# [Instructions to follow]
Transcribe the part of the Illinois pension commentary below that falls between "Do you think" and "sort of pain.", inclusive.

But comments like the one posted above drive me more than a little crazy.
* It’s a given that the General Assembly and the governor have shorted the pension systems almost since the systems were created. From the Senate Democratic pension funding analysis…
At the time of the [1970 Illinois Constitutional] Convention… The five State pension systems had an aggregate funding ratio of 41.8%… the five systems currently have a combined funding ratio of 39%.
The new Constitution was supposed to remedy this problem by sternly warning legislators and governors that they couldn’t both over-promise and underfund. They did it anyway.
But while there’s no disputing that the funds were shorted, the inflammatory rhetoric about “theft” is just that: Inflammatory rhetoric.
Do you think they just pocketed all those billions? C’mon. The reality is that almost all that diverted pension money went where almost all state government money almost always goes: Education, health care and public safety
* But aside from the gross and willful historical ignorance, this constant selfish refrain about past grievances completely ignores the problem of what we need to do now. Frankly, their approach is downright childish. “Just pay what you promised!” they scream, as if there’s some magic money pot that’s been deliberately hidden by the powers that be, which, if found, would instantly solve all problems without any sort of pain.

# [Records shown]
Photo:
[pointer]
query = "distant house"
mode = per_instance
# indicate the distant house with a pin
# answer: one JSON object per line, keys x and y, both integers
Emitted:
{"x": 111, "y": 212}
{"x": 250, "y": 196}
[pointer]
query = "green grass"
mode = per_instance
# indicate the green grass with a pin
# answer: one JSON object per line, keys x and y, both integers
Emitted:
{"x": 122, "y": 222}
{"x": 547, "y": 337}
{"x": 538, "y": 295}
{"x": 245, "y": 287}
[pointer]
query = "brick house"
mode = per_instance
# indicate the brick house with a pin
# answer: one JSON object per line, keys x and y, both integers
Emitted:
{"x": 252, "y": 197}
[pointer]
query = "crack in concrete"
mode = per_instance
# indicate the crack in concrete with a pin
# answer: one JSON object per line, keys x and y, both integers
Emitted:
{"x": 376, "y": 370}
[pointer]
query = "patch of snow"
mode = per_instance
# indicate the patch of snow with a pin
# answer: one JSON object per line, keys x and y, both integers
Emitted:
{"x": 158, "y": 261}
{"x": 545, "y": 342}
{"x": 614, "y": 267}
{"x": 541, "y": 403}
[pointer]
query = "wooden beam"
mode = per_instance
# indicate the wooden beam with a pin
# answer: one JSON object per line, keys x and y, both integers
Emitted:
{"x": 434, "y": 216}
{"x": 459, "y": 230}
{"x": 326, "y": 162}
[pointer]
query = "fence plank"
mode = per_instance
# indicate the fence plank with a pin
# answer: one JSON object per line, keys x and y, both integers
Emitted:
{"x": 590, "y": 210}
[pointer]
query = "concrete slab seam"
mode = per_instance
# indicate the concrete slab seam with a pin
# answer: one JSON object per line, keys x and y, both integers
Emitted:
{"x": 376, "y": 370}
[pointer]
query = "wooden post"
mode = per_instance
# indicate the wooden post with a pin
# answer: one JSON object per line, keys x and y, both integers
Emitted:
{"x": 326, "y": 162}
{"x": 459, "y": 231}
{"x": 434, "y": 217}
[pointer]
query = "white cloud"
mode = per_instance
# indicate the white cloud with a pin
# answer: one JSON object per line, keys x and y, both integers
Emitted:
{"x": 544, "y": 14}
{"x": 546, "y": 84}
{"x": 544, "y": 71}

# [Result of this exercise]
Do you think they just pocketed all those billions? C’mon. The reality is that almost all that diverted pension money went where almost all state government money almost always goes: Education, health care and public safety
* But aside from the gross and willful historical ignorance, this constant selfish refrain about past grievances completely ignores the problem of what we need to do now. Frankly, their approach is downright childish. “Just pay what you promised!” they scream, as if there’s some magic money pot that’s been deliberately hidden by the powers that be, which, if found, would instantly solve all problems without any sort of pain.